Top of Passage to read

Scientists have expected a lot from Large Language Models (LLMs), especially in terms of creativity and ideation. In a recent study, however, questions have emerged about whether their potential in generating innovative research ideas truly surpasses human creativity or remains constrained by practical limitations.
Published on September 6 on arxiv.org, the large-scale human study conducted by Chenglei Si, Diyi Yang, and Tatsunori Hashimoto aimed to evaluate the potential of LLMs in the ideation process. The experiment involved over 100 natural language processing (NLP) researchers in generating and evaluating research ideas, comparing both human and LLM-generated outputs.
While LLM-generated ideas showed greater novelty with statistical significance (p<0.05), the study revealed notable weaknesses, particularly regarding the feasibility and practical application of these ideas. One of the most remarkable results from the study was the clear superiority of LLMs in terms of novelty. LLM-generated ideas received an average novelty score of 5.64, and when reranked by human reviewers, the score rose slightly to 5.81, compared to 4.84 for human-generated ideas.
The models, using techniques like retrieval-augmented generation (RAG), were able to sift through massive quantities of research papers, generating ideas with a level of novelty that human experts found difficult to match.

Bottom of Passage to read

*Task description*
Please return, word for word, the part of the article on LLM-generated research ideas that begins at the words "The models, using" and stops after the words "difficult to match.".

Top of Dataset records

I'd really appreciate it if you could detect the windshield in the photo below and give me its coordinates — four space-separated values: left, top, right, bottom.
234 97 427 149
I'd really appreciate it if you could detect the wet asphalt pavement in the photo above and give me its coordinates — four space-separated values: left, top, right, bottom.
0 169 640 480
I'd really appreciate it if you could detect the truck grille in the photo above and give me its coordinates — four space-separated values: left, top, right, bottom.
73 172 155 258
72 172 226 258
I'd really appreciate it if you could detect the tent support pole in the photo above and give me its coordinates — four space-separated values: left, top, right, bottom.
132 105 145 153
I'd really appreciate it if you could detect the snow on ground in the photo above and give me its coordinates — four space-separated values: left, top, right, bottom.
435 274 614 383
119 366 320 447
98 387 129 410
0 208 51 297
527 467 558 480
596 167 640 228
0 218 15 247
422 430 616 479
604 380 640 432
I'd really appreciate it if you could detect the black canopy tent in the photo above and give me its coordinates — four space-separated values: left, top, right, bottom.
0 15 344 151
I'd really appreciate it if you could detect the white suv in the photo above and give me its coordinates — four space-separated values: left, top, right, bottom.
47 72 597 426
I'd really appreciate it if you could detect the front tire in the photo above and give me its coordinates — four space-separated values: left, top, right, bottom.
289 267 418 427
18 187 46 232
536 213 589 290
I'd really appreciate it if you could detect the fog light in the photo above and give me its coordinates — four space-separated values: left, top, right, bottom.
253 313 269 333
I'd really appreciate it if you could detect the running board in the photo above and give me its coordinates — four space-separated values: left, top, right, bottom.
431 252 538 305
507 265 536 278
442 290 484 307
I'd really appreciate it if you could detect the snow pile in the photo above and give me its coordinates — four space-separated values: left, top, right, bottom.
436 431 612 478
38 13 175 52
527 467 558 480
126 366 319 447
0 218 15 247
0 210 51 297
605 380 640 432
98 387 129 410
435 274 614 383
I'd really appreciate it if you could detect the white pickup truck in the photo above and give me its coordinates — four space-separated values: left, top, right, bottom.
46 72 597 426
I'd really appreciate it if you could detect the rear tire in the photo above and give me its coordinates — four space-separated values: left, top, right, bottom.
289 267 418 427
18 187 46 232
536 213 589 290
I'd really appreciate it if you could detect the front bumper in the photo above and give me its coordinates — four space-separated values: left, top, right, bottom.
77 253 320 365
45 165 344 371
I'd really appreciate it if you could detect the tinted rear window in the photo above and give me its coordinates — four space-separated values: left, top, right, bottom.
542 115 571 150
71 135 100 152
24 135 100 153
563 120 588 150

Bottom of Dataset records

*Solved exercise*
The models, using techniques like retrieval-augmented generation (RAG), were able to sift through massive quantities of research papers, generating ideas with a level of novelty that human experts found difficult to match.